:: TASK INPUT ::

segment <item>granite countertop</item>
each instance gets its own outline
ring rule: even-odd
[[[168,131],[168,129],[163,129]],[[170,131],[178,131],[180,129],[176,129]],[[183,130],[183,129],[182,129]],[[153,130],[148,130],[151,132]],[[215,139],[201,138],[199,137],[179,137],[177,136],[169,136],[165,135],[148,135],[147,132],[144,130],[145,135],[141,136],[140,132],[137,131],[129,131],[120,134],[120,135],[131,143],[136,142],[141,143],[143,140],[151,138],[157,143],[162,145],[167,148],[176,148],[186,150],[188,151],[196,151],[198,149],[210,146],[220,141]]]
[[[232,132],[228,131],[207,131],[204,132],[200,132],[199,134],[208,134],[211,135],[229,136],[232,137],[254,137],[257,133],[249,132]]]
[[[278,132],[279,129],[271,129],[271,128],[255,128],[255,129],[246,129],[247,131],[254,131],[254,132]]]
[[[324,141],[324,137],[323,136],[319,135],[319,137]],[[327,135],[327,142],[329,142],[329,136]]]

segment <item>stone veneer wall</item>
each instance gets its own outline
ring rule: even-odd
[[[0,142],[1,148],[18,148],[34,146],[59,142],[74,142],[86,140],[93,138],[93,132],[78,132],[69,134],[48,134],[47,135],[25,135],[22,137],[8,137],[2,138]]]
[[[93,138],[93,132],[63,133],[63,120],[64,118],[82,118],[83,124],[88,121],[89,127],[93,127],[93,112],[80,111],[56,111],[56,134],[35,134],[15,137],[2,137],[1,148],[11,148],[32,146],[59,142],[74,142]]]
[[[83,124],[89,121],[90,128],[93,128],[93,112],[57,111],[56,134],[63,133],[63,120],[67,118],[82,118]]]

:::

**AIM OF THE EXERCISE:** Copy every line from the one containing "segment <item>stone veneer wall</item>" through the last line, keeping each one identical.

**TASK RESPONSE:**
segment <item>stone veneer wall</item>
each instance gets its own outline
ring rule: even-odd
[[[0,142],[1,148],[18,148],[34,146],[59,142],[74,142],[86,140],[93,138],[93,132],[78,132],[69,134],[48,134],[47,135],[25,135],[22,137],[8,137],[2,138]]]
[[[93,138],[93,132],[63,133],[63,120],[64,118],[82,118],[83,124],[88,121],[89,127],[93,127],[93,112],[80,111],[56,111],[56,134],[35,134],[15,137],[2,137],[1,148],[11,148],[32,146],[59,142],[74,142]]]
[[[83,124],[89,121],[90,128],[93,128],[93,112],[57,111],[56,134],[63,133],[63,120],[67,118],[82,118]]]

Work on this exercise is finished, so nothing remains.